§ Text excerpt
· · · · ·
I am Brave but I Bleed.

This is my Story: Part 2.

I’m trying to answer the age old question of: Why did you paint this? 

Storms of anger.

All my physical needs were met, but no spiritual or emotional needs.

I grew up in a lake of bitterness and despair, with waves of resentment and storms of anger.

Learned early on that I had to be strong and courageous as no one else was going to protect me. No one would stand up and ransom me. I had to be brave

Much later in life, I learned that each person’s name has a meaning. We are not named randomly. Every person’s name describes their calling.

For example, Robert means, Bright Fame. Gary means Bold Spear. Niel means, Champion or cloud, and my name meant…

Leonie, lioness and little girl with a brave and courageous heart.

My mother also came from a dysfunctional  background.

Her father was a violent alcoholic. She grew up being given too much responsibility at a very young age. At the age of six, she stood on a chair, in front of a cole-stove cooking breakfast for her younger siblings.

She also had a very bad stutter and because of the stutter, she was sent to a special school. She did not have the opportunity to finish school but had to go work to support her family. (She was also a brave girl)

At this point, my grandmother had already divorced her first husband due to his violence and drinking.

Take into account that this was during the depression, and a single divorced woman was an outcast. My mother felt responsible for her family, giving her whole income to my grandmother to help feed the rest of the family. At this point, she was staying with her family in Parrow, a suburb in Cape Town, and working as a nurse at Tygerberg Hospital, also in Belville.

When we have alcoholic parents, we became isolated and afraid of people and authority figures. We became approval seekers and lost our identity in the process. We are frightened by angry people and any personal criticism.
We either become alcoholics, marry them or both, or find another compulsive personality such as a workaholic to fulfil our sick abandonment needs.

The Laundry List.

14 Traits of an Adult Child.

  1. We became isolated and afraid of people and authority figures.
  2. We became approval seekers and lost our identity in the process.
  3. We are frightened by angry people and any personal criticism.
· · · · ·
§ Data extract
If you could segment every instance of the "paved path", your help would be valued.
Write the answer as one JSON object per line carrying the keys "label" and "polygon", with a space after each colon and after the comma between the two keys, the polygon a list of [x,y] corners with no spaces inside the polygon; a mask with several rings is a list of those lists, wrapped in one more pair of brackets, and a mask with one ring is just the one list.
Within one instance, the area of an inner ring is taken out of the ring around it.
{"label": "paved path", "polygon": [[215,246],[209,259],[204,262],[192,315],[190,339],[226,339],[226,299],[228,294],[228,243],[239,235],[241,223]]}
· · · · ·
§ Problem 1
Return the part of the story that begins at the words "When we have" and stops after the words "3. We are frightened by angry people and any personal criticism.".
§ Problem 2
In the story, what does the name Leonie mean?
The lines after this story come from a separate source.

§ Written solution 1
When we have alcoholic parents, we became isolated and afraid of people and authority figures. We became approval seekers and lost our identity in the process. We are frightened by angry people and any personal criticism.
We either become alcoholics, marry them or both, or find another compulsive personality such as a workaholic to fulfil our sick abandonment needs.

The Laundry List.

14 Traits of an Adult Child.

  1. We became isolated and afraid of people and authority figures.
  2. We became approval seekers and lost our identity in the process.
  3. We are frightened by angry people and any personal criticism.

§ Written solution 2
Lioness and little girl with a brave and courageous heart.